## TÂCHES À RÉALISER
1) Répondez, s'il vous plaît, à ces trois questions sur l'article sur la mort de Luc Montalbano :
(a) Combien de places en accueil de jour compte le foyer de vie ?
(b) À qui les équipes des trois services ont-elles adressé leurs courriers ?
(c) Quel est le nom du collectif constitué après la mort de Luc ?
2) Poursuivez l'article sur la mort de Luc Montalbano à partir de la dernière phrase.

## TEXTE RETENU
━━━━

Trois ans plus tôt, son collègue, Éric Chaveneau commettait lui aussi ce geste fatal dans le bois proche du foyer. Pour les organisateurs de cette marche du deuil et de la colère, l’important est de ne pas oublier, de comprendre la mécanique du désespoir et que des mesures soient prises « pour que ça ne se reproduise plus jamais ».
Mécanique du désespoir
Spontanément constitué suite à la mort de Luc, le collectif Justice pour Luc craint pour l’avenir de la structure et des professionnels qui y exercent. « Au foyer de vie qui compte 15 places en accueil de jour et 30 en hébergement, mais aussi au foyer d’hébergement et au service d’aide à la vie sociale, pratiquement tous les titulaires sont en arrêt maladie, explique une membre du collectif, elle-même en arrêt pour état de choc post traumatique. Les services ne fonctionnent plus que grâce au renfort des CDD. »
Suite au suicide de Luc Montalbano le 13 juin, les salariés ont pris l’initiative de marquer le portail du foyer de vie où à eu lieu le drame. ©DR
Pour beaucoup de ces salariés en arrêts, le retour sur leur poste de travail suppose de départ de la directrice des trois structures et de la cheffe de service du foyer de vie où Luc s’est donné la mort. Dans des courriers adressés à l’inspection du travail et au préfet, les équipes de ces trois services expriment un profond mal-être face à un management considéré comme brutal et insécurisant.
Ils y dénoncent des entorses au droit du travail, des prises de décisions sans concertation avec l’équipe, une baisse de budget arbitraire pour les activités, une réduction du temps d’analyse de pratique, de l’autoritarisme, un manque de considération, du harcélement… Ces témoignages déplorent également des postes laissés vacants, des départs pour inaptitudes, des arrêts maladie fréquents.

━━━━

## DONNÉES FOURNIES
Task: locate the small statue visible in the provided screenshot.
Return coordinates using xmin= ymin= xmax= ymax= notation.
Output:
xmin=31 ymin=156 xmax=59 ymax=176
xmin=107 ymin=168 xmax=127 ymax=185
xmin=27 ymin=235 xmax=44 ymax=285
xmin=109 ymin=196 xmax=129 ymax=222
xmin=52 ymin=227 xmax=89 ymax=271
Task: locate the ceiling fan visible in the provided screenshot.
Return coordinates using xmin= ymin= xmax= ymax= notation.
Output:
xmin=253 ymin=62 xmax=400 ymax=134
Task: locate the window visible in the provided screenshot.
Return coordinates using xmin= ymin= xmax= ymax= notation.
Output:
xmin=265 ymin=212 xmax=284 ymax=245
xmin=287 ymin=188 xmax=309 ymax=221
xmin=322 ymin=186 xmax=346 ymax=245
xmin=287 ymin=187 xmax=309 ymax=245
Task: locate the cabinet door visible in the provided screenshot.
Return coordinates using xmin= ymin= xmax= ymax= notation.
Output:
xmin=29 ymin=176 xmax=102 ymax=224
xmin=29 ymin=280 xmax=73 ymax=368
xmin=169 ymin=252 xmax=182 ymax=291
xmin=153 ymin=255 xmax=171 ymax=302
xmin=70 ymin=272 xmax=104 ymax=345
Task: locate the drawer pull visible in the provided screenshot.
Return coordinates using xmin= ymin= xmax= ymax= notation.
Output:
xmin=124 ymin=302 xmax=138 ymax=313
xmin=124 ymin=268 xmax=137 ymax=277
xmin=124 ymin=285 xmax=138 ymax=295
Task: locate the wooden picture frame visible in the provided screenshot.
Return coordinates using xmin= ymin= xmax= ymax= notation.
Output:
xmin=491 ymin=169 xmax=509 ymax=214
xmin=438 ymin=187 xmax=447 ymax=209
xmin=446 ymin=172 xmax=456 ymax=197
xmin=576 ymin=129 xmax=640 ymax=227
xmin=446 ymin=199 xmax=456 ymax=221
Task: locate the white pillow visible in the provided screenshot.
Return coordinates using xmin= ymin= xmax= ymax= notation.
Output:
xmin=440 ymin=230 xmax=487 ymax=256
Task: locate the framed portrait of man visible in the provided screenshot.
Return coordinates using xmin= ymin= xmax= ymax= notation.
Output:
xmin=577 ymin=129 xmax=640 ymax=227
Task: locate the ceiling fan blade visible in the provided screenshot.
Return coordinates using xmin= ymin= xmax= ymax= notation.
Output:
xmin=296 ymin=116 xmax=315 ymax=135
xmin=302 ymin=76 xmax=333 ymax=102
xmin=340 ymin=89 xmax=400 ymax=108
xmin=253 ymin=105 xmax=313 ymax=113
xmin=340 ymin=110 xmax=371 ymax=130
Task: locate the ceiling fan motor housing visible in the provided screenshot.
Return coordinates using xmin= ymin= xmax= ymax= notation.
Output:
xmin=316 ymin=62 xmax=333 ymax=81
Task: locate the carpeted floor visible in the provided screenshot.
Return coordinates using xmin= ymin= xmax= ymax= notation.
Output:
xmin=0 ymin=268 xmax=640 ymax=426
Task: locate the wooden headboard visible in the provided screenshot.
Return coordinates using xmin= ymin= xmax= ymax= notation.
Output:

━━━━

## RÉPONSES NUMÉROTÉES
1)
(a) 15 places.
(b) À l'inspection du travail et au préfet.
(c) Justice pour Luc.

2)
Apporter la sérénité
Pendant ce temps, nommé directeur général gestion de crise le 26 juin, Patrick Soria a pour mission « d’apporter le plus possible de sérénité, de compréhension, de considération et d’accompagnement des salariés et ds personnes accompagnées ».
Pour se faire, une cellule de crise se réunit une fois par semaine pour garantir. Elle réunit neuf cadres de la Fondation Anaïs et trois élus du Comité social et économique. Chaque réunion fait l’objet d’un compte rendu envoyé à la Carsat (organisme garant de la santé au travail), à l’inspection du travail, à l’agence régional de santé et au financeur, le conseil départemental d’Indre-et-Loire (37).
« L’objet premier est de s’assurer qu’on est tous au même niveau d’information de l’ensemble des actions ou difficultés qui pourraient survenir, explique le spécialiste de la gestion de crise. Le deuxième est de réfléchir aux actions de soutien et d’accompagnement auprès des professionnels en poste et de ceux, aujourd’hui en arrêt, dans la perspective d’être en soutien ou en appuis lors de leur reprise de poste. »
Cellule de crise
Une des premières décisions a été de proposer à une centaine de salariés une prise en charge financière de leur accompagnement psychologique. Ensuite, le nombre de personnes accompagnées a été ajusté en fonction des arrêts maladie et des départs en vacances. Les résidents ont été orientés vers d’autres structures de la Fondation ou des partenaires. Cinq postes en CDI laissés vacants vont « prochainement être pourvus ». Un manager de direction a été nommé pour remplacer la directrice qui suite à son congés estival a été mis en arrêt par la médecine du travail. De retour de vacances, la cheffe de service va être secondée par une autre cadre.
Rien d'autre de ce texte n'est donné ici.